• GOAL OF THE EXERCISE:
Reproduce each of the items below line for line, changing no character.

• DATASET RECORDS:
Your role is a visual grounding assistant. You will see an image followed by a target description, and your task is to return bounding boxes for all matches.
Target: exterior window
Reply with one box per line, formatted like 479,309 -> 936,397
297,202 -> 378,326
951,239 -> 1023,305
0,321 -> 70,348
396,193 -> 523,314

• EXPECTED OUTPUT:
Your role is a visual grounding assistant. You will see an image followed by a target description, and your task is to return bounding boxes for all matches.
Target: exterior window
Reply with one box per line, formatted like 479,309 -> 936,397
297,202 -> 378,326
951,239 -> 1023,305
0,321 -> 70,348
396,193 -> 523,314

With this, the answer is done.